● PROMPT
Reproduce only the stretch from the line containing "the player's thigh" through the end of the records, swapping "marker" for "pin" and keeping every other character unchanged.

● MATERIAL FOR THE TASK
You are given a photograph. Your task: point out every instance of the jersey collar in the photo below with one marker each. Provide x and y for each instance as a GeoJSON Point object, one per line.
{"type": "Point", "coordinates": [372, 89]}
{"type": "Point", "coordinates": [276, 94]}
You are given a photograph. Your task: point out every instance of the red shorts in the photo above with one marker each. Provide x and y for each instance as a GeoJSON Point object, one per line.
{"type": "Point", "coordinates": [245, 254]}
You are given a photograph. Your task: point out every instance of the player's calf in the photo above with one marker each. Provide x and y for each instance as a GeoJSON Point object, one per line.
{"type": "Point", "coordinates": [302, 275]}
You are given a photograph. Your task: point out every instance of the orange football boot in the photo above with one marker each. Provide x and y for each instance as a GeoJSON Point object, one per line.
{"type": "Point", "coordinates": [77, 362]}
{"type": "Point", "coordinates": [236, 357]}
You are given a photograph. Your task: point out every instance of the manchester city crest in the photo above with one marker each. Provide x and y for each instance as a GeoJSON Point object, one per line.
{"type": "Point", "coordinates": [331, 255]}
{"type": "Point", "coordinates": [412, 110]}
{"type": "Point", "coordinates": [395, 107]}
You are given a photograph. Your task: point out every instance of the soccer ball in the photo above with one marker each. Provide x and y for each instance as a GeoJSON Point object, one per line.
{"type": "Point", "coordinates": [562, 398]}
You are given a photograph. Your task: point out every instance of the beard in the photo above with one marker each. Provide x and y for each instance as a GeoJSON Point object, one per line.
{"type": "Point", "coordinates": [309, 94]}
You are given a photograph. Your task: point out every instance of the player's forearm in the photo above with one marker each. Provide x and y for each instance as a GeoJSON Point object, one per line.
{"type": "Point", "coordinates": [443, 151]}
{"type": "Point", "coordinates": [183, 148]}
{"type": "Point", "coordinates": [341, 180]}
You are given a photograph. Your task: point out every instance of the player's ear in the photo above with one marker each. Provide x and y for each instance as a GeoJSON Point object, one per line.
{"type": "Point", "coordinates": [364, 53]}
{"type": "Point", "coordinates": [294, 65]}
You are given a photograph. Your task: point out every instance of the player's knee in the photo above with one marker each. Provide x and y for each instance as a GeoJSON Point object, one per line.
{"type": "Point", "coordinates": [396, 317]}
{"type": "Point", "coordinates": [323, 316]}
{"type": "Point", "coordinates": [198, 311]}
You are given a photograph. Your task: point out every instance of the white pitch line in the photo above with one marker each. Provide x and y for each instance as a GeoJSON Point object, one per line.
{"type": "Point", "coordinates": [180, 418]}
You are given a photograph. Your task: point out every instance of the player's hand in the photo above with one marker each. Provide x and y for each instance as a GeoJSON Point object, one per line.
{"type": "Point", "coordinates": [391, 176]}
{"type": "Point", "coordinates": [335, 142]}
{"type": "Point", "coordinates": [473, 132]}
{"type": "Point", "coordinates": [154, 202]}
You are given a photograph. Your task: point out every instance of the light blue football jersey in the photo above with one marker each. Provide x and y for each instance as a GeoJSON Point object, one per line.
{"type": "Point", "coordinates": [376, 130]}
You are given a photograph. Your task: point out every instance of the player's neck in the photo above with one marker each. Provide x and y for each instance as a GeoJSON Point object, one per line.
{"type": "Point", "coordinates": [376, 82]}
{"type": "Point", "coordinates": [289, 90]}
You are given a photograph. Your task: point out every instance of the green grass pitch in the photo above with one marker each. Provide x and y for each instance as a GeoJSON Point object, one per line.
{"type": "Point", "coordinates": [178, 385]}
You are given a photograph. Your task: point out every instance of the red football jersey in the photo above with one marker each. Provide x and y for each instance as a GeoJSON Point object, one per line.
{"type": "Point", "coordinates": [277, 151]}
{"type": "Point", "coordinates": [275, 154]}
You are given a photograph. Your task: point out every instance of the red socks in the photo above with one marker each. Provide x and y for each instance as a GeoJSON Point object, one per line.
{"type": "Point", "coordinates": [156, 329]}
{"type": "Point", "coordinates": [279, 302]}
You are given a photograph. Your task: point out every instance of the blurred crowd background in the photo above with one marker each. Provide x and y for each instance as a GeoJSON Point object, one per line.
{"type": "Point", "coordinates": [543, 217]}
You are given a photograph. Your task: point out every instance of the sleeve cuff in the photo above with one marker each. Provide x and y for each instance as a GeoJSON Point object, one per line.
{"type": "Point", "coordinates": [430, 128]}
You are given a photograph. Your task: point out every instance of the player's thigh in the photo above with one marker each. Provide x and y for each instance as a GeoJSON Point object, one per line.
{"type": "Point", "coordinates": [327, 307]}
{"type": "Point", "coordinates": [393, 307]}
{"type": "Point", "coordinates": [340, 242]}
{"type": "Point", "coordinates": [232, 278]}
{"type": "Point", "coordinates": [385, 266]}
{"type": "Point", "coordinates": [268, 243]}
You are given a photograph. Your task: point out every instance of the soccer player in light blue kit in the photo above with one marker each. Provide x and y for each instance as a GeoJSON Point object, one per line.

● RESULT FOR THIS EXERCISE
You are given a photograph. Your task: point out every instance of the player's thigh in the photo above with one pin each. Provide x and y for each instance as a GeoJSON Point object, one per line.
{"type": "Point", "coordinates": [327, 307]}
{"type": "Point", "coordinates": [393, 307]}
{"type": "Point", "coordinates": [340, 242]}
{"type": "Point", "coordinates": [232, 278]}
{"type": "Point", "coordinates": [385, 266]}
{"type": "Point", "coordinates": [268, 243]}
You are given a photograph. Your task: point out every instance of the soccer player in light blue kit in the photo above with one pin each. Provide x and y for each instance as a GeoJSON Point object, one per line.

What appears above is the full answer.